- Document extract:
Movie a Day Blog feels that in this very strong year for the Best Foreign Language Film Oscar, the most overlooked film had to be TANGERINES (2013), which was also one of the best.

The winner was IDA (2023) and WILD TALES (2014, Movie a Day 2/21/15) made a strong run at the end. I’ve already posted how excellent I found both TIMBUKTU (2014, Movie a Day 2/11/15) and LEVIATHAN (2014, Movie a Day 2/8/15).

TANGERINES therefore had a tough go of it, especially since it had a less interesting subject: a minor war in 1992 between Russians and Georgians over a section of the Caucasus largely settled by Estonians. Almost all of them have fled, leaving only Ivo (Lembit Ulfsak, a terrific film presence), a crate-maker, and Margus, (Elmo Nuganen), the owner of a tangerine orchard.

Both men are dependent on the crop being harvested, a difficult accomplishment in the midst of a bloody and close-up war. The immediacy of the conflict presents itself right away, as a Chechen mercenary and his partner are ambushed and one of them killed in the film’s first 10 minutes.

- Assignment 1: Check each statement against the review of TANGERINES and answer yes or no, quoting the words from the review that settle it. (a) Ivo works as a crate-maker. (b) The war in the film is fought between Russians and Estonians. (c) A Chechen mercenary and his partner are ambushed within the film's first 10 minutes.
- Assignment 2: Continue the review of TANGERINES from its last sentence.

- Records shown:
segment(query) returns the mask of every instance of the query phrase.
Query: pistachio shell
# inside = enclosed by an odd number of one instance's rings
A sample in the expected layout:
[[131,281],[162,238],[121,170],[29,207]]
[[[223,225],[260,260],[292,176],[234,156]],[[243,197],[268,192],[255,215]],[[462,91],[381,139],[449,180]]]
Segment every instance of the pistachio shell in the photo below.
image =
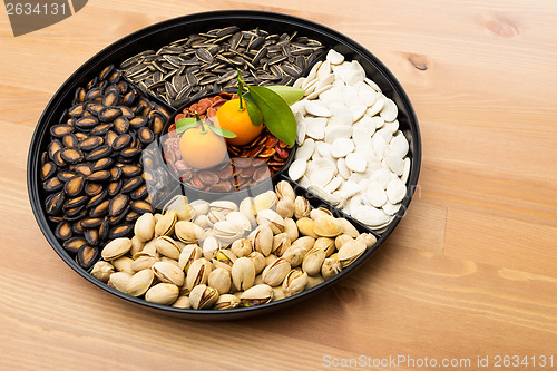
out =
[[228,310],[235,309],[240,305],[240,299],[232,294],[224,294],[218,296],[214,309],[216,310]]
[[302,270],[307,275],[317,275],[321,272],[321,265],[325,261],[325,252],[319,247],[313,247],[305,254],[302,262]]
[[231,273],[224,269],[216,269],[211,272],[207,283],[219,293],[227,293],[232,284]]
[[315,219],[313,232],[321,237],[336,237],[342,230],[334,217],[323,215]]
[[189,296],[183,295],[178,296],[174,304],[172,305],[173,307],[179,307],[179,309],[190,309],[192,304],[189,304]]
[[134,260],[128,256],[120,256],[113,261],[113,265],[118,272],[126,272],[129,274],[135,274],[136,271],[131,267]]
[[91,270],[91,275],[95,279],[102,281],[105,283],[108,282],[108,280],[110,279],[110,274],[113,273],[114,273],[113,264],[105,261],[98,261],[97,263],[95,263]]
[[153,240],[155,235],[155,225],[157,219],[152,213],[145,213],[139,216],[134,225],[135,235],[143,242]]
[[365,243],[363,240],[352,240],[342,245],[339,250],[339,261],[342,267],[352,264],[358,257],[365,252]]
[[254,263],[247,257],[238,257],[232,266],[232,280],[240,291],[252,287],[255,280]]
[[169,236],[174,234],[174,226],[178,222],[178,213],[168,211],[155,224],[155,236]]
[[174,226],[174,232],[179,241],[186,244],[202,242],[206,237],[205,231],[192,222],[178,222]]
[[296,222],[293,218],[284,219],[284,233],[290,237],[290,241],[296,241],[299,237]]
[[284,281],[290,270],[290,263],[285,258],[278,257],[263,270],[263,282],[270,286],[277,286]]
[[246,290],[240,296],[241,305],[255,306],[268,303],[273,300],[273,287],[261,284]]
[[284,282],[282,284],[282,290],[286,297],[293,296],[295,294],[304,291],[305,285],[307,284],[307,273],[302,272],[300,270],[291,270]]
[[174,260],[179,258],[182,246],[177,241],[168,236],[159,236],[155,240],[155,247],[160,255],[168,256]]
[[301,219],[302,217],[310,216],[310,202],[305,197],[297,196],[294,201],[294,217]]
[[321,275],[323,279],[331,280],[342,271],[341,262],[336,257],[328,257],[321,266]]
[[157,283],[145,293],[145,300],[150,303],[170,305],[178,299],[179,289],[172,283]]
[[193,309],[209,309],[218,299],[218,291],[205,284],[195,286],[189,293],[189,304]]
[[101,256],[105,261],[114,261],[125,255],[131,248],[131,240],[128,237],[118,237],[110,241],[102,248]]
[[141,296],[149,290],[155,275],[152,270],[143,270],[131,276],[126,285],[126,292],[131,296]]
[[278,197],[278,199],[290,198],[290,199],[292,199],[292,202],[294,202],[294,199],[296,198],[296,194],[294,193],[294,189],[292,188],[290,183],[286,180],[278,182],[275,186],[275,189],[276,189],[276,196]]
[[156,262],[150,269],[160,282],[173,283],[176,286],[184,284],[184,271],[173,263]]
[[314,222],[309,217],[302,217],[296,221],[297,231],[305,236],[317,238],[319,236],[313,231]]
[[108,285],[127,294],[129,280],[131,280],[131,274],[126,272],[116,272],[110,274],[110,277],[108,279]]

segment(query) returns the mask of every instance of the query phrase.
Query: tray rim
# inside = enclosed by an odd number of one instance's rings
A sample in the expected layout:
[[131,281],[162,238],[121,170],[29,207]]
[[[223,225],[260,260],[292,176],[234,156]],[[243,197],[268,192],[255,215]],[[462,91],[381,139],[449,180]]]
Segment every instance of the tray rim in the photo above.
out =
[[[42,111],[38,124],[33,130],[33,135],[30,141],[30,147],[29,147],[29,153],[28,153],[28,164],[27,164],[27,188],[29,193],[29,201],[31,203],[31,208],[33,212],[33,215],[37,219],[37,223],[39,224],[39,227],[49,242],[50,246],[57,252],[57,254],[79,275],[81,275],[84,279],[92,283],[98,289],[108,292],[110,294],[114,294],[127,302],[130,302],[136,305],[140,305],[144,309],[153,310],[159,313],[165,313],[169,315],[178,315],[182,318],[186,319],[195,319],[195,320],[229,320],[229,319],[240,319],[240,318],[245,318],[254,314],[263,314],[265,312],[270,311],[275,311],[280,309],[284,309],[287,305],[293,304],[294,302],[302,302],[304,300],[310,299],[311,296],[315,295],[316,293],[331,289],[332,285],[338,283],[341,279],[353,272],[355,269],[360,267],[364,262],[369,260],[369,257],[379,250],[379,247],[384,243],[384,241],[390,236],[392,231],[398,226],[400,219],[402,218],[403,214],[405,213],[405,209],[403,213],[398,213],[395,218],[391,222],[391,224],[388,226],[388,228],[381,233],[380,237],[378,238],[378,242],[372,248],[369,248],[362,256],[360,256],[359,262],[355,264],[350,265],[345,270],[343,270],[340,274],[334,276],[333,279],[329,280],[325,282],[325,284],[317,285],[315,287],[312,287],[307,291],[304,291],[301,294],[283,299],[277,302],[271,302],[267,304],[258,305],[258,306],[252,306],[252,307],[242,307],[242,309],[233,309],[233,310],[223,310],[223,311],[214,311],[214,310],[184,310],[184,309],[175,309],[173,306],[167,306],[167,305],[160,305],[160,304],[154,304],[149,303],[143,299],[134,297],[127,294],[124,294],[119,291],[117,291],[114,287],[108,286],[106,283],[100,282],[92,277],[88,271],[81,269],[70,256],[69,254],[63,251],[61,247],[60,243],[56,240],[53,235],[53,231],[51,231],[49,226],[49,222],[46,218],[45,213],[42,212],[42,207],[40,206],[40,199],[39,199],[39,191],[38,191],[38,164],[39,164],[39,157],[40,154],[38,150],[33,150],[38,144],[41,141],[40,138],[43,137],[45,131],[48,129],[47,125],[42,125],[41,123],[43,121],[50,121],[52,119],[53,113],[58,108],[58,106],[61,104],[63,98],[68,95],[71,86],[76,85],[77,81],[82,79],[85,76],[90,74],[90,70],[92,67],[96,67],[99,65],[100,60],[105,59],[110,59],[111,56],[114,56],[117,50],[121,48],[126,48],[131,43],[138,42],[141,38],[153,36],[154,33],[162,32],[164,29],[168,27],[178,27],[178,26],[186,26],[192,22],[196,21],[211,21],[211,20],[219,20],[224,21],[227,19],[257,19],[258,21],[273,21],[273,22],[282,22],[282,23],[289,23],[290,26],[294,27],[300,27],[303,29],[310,29],[313,32],[319,32],[323,33],[325,37],[335,40],[336,42],[348,46],[349,48],[353,49],[354,51],[360,55],[360,57],[363,57],[367,61],[369,61],[373,67],[381,74],[383,77],[388,80],[390,86],[393,88],[393,90],[399,95],[401,101],[404,104],[405,107],[405,113],[408,116],[408,120],[410,124],[410,129],[412,131],[412,165],[411,165],[411,174],[408,179],[408,186],[410,189],[407,192],[407,196],[404,197],[402,204],[404,207],[408,207],[413,193],[416,191],[416,186],[418,184],[418,178],[419,178],[419,173],[420,173],[420,167],[421,167],[421,135],[420,135],[420,129],[419,129],[419,124],[418,124],[418,118],[416,116],[414,109],[412,107],[412,104],[402,88],[401,84],[398,81],[398,79],[394,77],[394,75],[387,68],[387,66],[383,65],[383,62],[377,58],[371,51],[369,51],[367,48],[354,41],[353,39],[340,33],[339,31],[335,31],[324,25],[320,25],[317,22],[303,19],[300,17],[295,16],[290,16],[285,13],[278,13],[278,12],[270,12],[270,11],[260,11],[260,10],[218,10],[218,11],[207,11],[207,12],[198,12],[198,13],[192,13],[187,16],[182,16],[182,17],[176,17],[173,19],[164,20],[160,22],[156,22],[154,25],[150,25],[148,27],[145,27],[143,29],[139,29],[137,31],[134,31],[133,33],[129,33],[115,42],[110,43],[109,46],[105,47],[102,50],[97,52],[95,56],[92,56],[90,59],[88,59],[85,64],[82,64],[76,71],[74,71],[67,80],[58,88],[58,90],[53,94],[51,99],[49,100],[48,105],[46,106],[45,110]],[[149,96],[149,98],[154,98],[154,101],[157,104],[160,104],[160,99]],[[164,106],[165,107],[165,106]],[[176,109],[176,108],[173,108]],[[172,113],[170,115],[173,115]],[[305,188],[304,188],[305,189]],[[307,192],[307,191],[306,191]],[[319,197],[315,197],[319,198]],[[323,204],[326,204],[323,202]],[[399,214],[402,214],[399,216]],[[378,235],[377,233],[374,233]]]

- Written reply 1:
(a) Yes: "Ivo (Lembit Ulfsak, a terrific film presence), a crate-maker"
(b) No: "a minor war in 1992 between Russians and Georgians"
(c) Yes: "as a Chechen mercenary and his partner are ambushed and one of them killed in the film’s first 10 minutes"

- Written reply 2:
The surviving professional soldier, very well played by Giorgi Nakashidze, is offered medical aid and recuperation by Ivo, to his and our surprise, since he was not particularly pleasant in Ivo’s initial encounter with him that begins the film.

Matters are further complicated when Ivo and Margus are burying the attacking Georgians, and discover one of them is still alive. They haul him out of the grave and Ivo takes him in, too, with the two enemies now occupying different bedrooms in the same house.

Writer-director Zaza Urushadze, a Georgian filmmaker who has four previous features to his credits, does a skillful job of maintaining the atmosphere of a high-tension wire in Ivo’s small cottage. Ivo and Margus attempt their harvest, but the objects of the title that motivate the action never get picked before everything begins to go wrong.

TANGERINES is a wonderful example of how a large conflict can be boiled down to a small domestic drama that carries real emotion and punch to its characters and their interactions. Urushadze gives each man involved a distinct point of view, even if they share murderous intentions toward each other.

Most of the time in TANGERINES is spent seeing the men recover physically, and unexpectedly, emotionally as their close quarters make them recognize similar aspects in each others personality. They will never be friends — their nationality and religion (the Chechen is a Muslim, the Georgian a Christian) — but they also do not remain absolute enemies.

The denouement is inevitable, but TANGERINES manages to be surprising right up until the end. The real villain of the story is not either of the warring sides, but the depressing and deadly nature of war itself.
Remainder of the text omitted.